Reproduce every line of the material below word for word, with no changes.

* **Exercise material**:
══════
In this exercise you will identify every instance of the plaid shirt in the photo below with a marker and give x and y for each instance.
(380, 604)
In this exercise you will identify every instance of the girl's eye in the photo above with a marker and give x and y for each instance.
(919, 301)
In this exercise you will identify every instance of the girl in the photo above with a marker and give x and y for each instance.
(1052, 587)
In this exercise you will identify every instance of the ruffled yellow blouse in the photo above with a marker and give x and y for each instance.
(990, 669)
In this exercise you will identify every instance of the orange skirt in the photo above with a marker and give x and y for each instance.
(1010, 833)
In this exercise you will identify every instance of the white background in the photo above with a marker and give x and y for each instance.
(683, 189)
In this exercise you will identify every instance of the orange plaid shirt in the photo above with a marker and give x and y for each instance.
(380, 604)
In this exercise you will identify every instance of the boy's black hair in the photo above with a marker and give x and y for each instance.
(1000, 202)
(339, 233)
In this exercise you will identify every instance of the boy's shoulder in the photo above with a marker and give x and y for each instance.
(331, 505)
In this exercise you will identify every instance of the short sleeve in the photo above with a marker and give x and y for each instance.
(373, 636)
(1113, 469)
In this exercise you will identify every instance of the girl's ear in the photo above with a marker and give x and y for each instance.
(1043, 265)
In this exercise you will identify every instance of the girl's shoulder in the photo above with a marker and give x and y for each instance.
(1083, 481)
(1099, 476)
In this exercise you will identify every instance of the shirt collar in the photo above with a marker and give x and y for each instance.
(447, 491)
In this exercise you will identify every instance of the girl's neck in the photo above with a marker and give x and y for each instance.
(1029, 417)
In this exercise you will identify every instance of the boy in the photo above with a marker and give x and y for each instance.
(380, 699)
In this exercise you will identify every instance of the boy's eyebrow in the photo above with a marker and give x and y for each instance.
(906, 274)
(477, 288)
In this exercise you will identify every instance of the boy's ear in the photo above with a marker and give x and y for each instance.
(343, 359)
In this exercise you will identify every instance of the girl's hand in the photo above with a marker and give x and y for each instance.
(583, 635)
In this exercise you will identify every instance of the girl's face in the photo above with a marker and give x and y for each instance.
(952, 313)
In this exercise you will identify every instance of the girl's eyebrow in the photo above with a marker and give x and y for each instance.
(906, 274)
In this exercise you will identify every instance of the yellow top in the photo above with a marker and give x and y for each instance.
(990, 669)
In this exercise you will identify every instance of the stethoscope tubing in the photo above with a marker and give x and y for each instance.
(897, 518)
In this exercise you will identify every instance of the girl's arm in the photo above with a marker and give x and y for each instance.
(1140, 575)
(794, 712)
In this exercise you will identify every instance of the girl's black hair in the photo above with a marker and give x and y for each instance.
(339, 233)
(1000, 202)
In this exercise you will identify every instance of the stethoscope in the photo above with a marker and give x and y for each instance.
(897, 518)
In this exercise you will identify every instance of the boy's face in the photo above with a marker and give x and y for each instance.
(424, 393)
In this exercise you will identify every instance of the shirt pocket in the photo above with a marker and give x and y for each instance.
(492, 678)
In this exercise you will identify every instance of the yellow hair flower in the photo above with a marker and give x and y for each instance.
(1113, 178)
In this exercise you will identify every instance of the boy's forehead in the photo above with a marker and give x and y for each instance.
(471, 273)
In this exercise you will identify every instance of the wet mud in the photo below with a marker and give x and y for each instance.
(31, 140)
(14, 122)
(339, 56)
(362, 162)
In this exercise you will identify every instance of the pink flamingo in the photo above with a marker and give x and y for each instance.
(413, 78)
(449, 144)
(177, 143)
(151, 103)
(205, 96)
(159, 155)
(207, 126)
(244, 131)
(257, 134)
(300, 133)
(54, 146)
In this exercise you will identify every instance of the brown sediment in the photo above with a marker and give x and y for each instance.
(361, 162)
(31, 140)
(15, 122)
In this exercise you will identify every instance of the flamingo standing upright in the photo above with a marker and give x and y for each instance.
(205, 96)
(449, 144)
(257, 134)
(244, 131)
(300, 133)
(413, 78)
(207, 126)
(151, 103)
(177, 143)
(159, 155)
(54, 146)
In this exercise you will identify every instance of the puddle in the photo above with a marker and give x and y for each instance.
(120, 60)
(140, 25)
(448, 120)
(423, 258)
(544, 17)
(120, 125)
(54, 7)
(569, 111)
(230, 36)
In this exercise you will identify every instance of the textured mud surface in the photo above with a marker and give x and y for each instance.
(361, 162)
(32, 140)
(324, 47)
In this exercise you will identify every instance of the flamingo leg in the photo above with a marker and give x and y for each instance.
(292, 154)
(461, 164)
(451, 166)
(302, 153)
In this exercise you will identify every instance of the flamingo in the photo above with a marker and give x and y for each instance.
══════
* **Answer to the exercise**:
In this exercise you will identify every instance of the plaid shirt in the photo below with a marker and give x and y for each instance.
(380, 604)
In this exercise you will identify every instance of the girl's eye in the photo above with a marker and give x and y for each instance.
(919, 301)
In this exercise you will identify every instance of the girl in the photo above with a marker and give x and y for each instance.
(1052, 587)
In this exercise you will identify every instance of the ruffled yellow blouse in the photo above with a marker and give x and y for each instance.
(990, 669)
In this exercise you will identify every instance of the orange skirt in the photo above with a marker and give x and y for each instance.
(1010, 833)
In this exercise you will identify every instance of the white background in the photo above with a marker and give x and y for each instance.
(683, 189)
In this exercise you will identify every instance of the orange plaid shirt in the photo above with a marker and give x and y for each instance.
(380, 604)
In this exercise you will identify every instance of the boy's black hair in the photo above with a marker and give x and y for each instance.
(1000, 202)
(339, 233)
In this exercise you will identify every instance of the boy's shoulder in the photo above with a marker and give x and y for each instance.
(331, 505)
In this exercise you will identify every instance of the short sleeve in the photo above with a marker and give x and y for each instance.
(373, 636)
(1113, 469)
In this exercise you will identify every instance of the girl's ear in the photo above with a marker and give x and y for each instance.
(1043, 265)
In this exercise you will identify every instance of the girl's shoulder in the photo above with a marker and give x and y for each instance.
(1083, 481)
(1099, 476)
In this exercise you will identify every instance of the shirt collar in the photo above with a marker and give x and y for each instance.
(447, 491)
In this exercise you will identify every instance of the girl's neck in the photo above with a marker and give x and y for each instance.
(1029, 417)
In this exercise you will identify every instance of the boy in the photo above with a marker and give x and y for each instance.
(380, 699)
In this exercise you will identify every instance of the boy's eyebrow in the photo above with a marker and give x and y for each instance.
(906, 274)
(477, 288)
In this exercise you will identify every instance of the boy's ear in the photo above with a marker and give x and y for each instance.
(343, 359)
In this exercise you will identify every instance of the girl's hand in the photo above with a marker and give x and y for each instance.
(583, 635)
In this exercise you will identify every instance of the girl's face in the photo above with a marker and give x and y for each instance.
(952, 313)
In this exercise you will identify every instance of the girl's eyebrow in the photo above with a marker and give x and y for each instance.
(906, 274)
In this exercise you will identify every instance of the yellow top in the photo above with a marker and give x and y for each instance.
(990, 669)
In this exercise you will identify every instance of the stethoscope tubing in the photo above with a marker and give x and y for each instance.
(897, 518)
In this exercise you will identify every instance of the girl's arm in the photo above with a marker and give x and y for each instance.
(1140, 575)
(794, 712)
In this exercise you will identify every instance of the girl's black hair in the photo above with a marker and give x and y for each instance.
(339, 233)
(1000, 202)
In this exercise you will identify every instance of the stethoscope in the photo above with a marker and give x and y for each instance.
(897, 518)
In this exercise you will identify every instance of the boy's face in the photo above with a marker and give x and y for each instance.
(424, 393)
In this exercise you will identify every instance of the shirt pocket in the photo above with a marker and give x and y for each instance.
(492, 678)
In this exercise you will identify every instance of the yellow hair flower in the photo above with a marker and give x and y for each instance.
(1113, 178)
In this exercise you will identify every instance of the boy's forehead in the photo above with a marker and give x and y for each instance.
(471, 273)
In this exercise you will identify every instance of the wet mud in the photo below with a marker and give x and y for each instance.
(31, 140)
(14, 122)
(339, 56)
(362, 162)
In this exercise you will identify every instance of the pink flamingo in the photo above with a marker and give x and y for each instance.
(413, 78)
(449, 144)
(177, 143)
(151, 103)
(205, 96)
(159, 155)
(207, 126)
(244, 131)
(257, 134)
(300, 133)
(54, 146)
In this exercise you will identify every instance of the brown sediment in the photo above with a marker and give x and y for each instance.
(361, 162)
(31, 140)
(15, 122)
In this exercise you will identify every instance of the flamingo standing upright in the photo above with a marker and give x and y for each instance.
(205, 96)
(449, 144)
(257, 134)
(244, 131)
(300, 133)
(413, 78)
(207, 126)
(151, 103)
(177, 143)
(159, 155)
(54, 146)
In this exercise you will identify every instance of the puddle in the photo above with a marker and give x and y for each instance.
(120, 60)
(140, 25)
(448, 120)
(423, 258)
(544, 17)
(120, 125)
(54, 7)
(569, 111)
(230, 36)
In this exercise you will identify every instance of the textured mud surface in the photo above with a marker and give x and y for each instance.
(361, 162)
(32, 140)
(324, 47)
In this exercise you will identify every instance of the flamingo leg in the photo above with a marker and give x and y for each instance.
(292, 154)
(461, 164)
(451, 166)
(302, 153)
In this exercise you will identify every instance of the flamingo in the photo above with a marker and give x and y for each instance.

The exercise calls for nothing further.